• [CHALLENGE] Each entry must appear again exactly as it does in the source.

• [INFORMATION GIVEN]

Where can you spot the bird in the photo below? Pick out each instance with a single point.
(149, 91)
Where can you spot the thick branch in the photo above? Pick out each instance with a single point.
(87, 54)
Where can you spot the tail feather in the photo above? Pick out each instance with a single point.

• [EXERCISE RESPONSE]
Where can you spot the bird in the photo below? Pick out each instance with a single point.
(149, 91)
Where can you spot the thick branch in the photo above? Pick out each instance with a single point.
(87, 54)
Where can you spot the tail feather in the photo above? Pick out each instance with a single point.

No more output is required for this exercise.